**Written tasks**
- a) Using the text below on personality traits in adulthood, decide whether each statement agrees with it: (i) conscientiousness appeared to peak in middle age; (ii) personal growth is common in adulthood; (iii) traits typically stop changing by age 40. For each, give yes or no and quote the text's deciding words.
- b) According to the text below on personality traits in adulthood, which traits increased in the very old?

**Text provided**
········
What happens to dispositional traits across adulthood?
Traits typically stop changing by age 30, large consistency over a very long period.
However changes in the very old occurred: increase in suspiciousness and sensitivity (explained by increased wariness of victimisation in older adulthood).
Stability: individuals change little in self-reported personality traits over periods of up to 30 years long, over the 20 to 90 year age range.
Thus there is growing evidence of
both stability
and change
which has been detected due to advances in statistical techniques: extraversion and agreeableness was found to decrease with age, whereas agreeableness was found to increase with age. Conscientiousness appeared to peak in middle age. Neuroticism often disappeared or was much less apparent in later life. These changes were found in studies examining larger populations across a larger age range and greater geographical regions.
Change in the five-factor model with increasing age is most often the absence of neuroticism and the presence of agreeableness and conscientiousness, associated with personality adjustment. These characteristics allow older adults to maintain and regain levels of well-being in the face of their oft-occurring challenges.
A decrease in openness to new experiences increases with age, as it is related to personal maturity, which is highly linked to ego development, wisdom and emotional complexity. These three aspects of personality don't increase with age and decline.
Personal growth in adulthood appears to be rare and not the norm.
The reason for increases in adjustment aspects of the personality and decline/stability of personality growth could be because personality growth or change doesn't normally happen during adulthood unless there are special environmental circumstances in which it can occur.
········
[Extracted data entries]
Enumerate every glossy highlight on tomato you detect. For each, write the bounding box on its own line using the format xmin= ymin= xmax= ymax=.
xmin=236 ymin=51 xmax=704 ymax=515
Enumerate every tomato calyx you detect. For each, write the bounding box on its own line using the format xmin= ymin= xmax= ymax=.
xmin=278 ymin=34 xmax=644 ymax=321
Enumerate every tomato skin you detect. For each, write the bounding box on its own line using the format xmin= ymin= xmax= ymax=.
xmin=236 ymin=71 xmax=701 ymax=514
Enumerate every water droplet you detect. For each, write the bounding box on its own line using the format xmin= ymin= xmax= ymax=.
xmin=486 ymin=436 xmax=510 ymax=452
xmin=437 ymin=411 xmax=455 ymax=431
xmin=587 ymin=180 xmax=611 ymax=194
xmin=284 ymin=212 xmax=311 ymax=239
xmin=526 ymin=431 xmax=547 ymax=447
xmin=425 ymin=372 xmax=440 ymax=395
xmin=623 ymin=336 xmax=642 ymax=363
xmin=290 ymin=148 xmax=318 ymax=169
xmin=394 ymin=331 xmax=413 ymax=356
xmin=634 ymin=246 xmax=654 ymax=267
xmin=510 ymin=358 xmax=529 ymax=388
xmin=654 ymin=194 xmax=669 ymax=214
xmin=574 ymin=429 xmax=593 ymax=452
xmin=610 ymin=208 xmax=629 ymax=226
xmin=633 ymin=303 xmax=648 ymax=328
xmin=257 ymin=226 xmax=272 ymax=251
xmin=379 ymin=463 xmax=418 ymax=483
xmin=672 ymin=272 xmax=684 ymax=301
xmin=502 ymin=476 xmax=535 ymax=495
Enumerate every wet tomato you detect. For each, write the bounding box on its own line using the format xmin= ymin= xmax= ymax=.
········
**Replies**
- a)
(i) Yes: "Conscientiousness appeared to peak in middle age."
(ii) No: "Personal growth in adulthood appears to be rare and not the norm."
(iii) No: "Traits typically stop changing by age 30"

- b) Suspiciousness and sensitivity increased.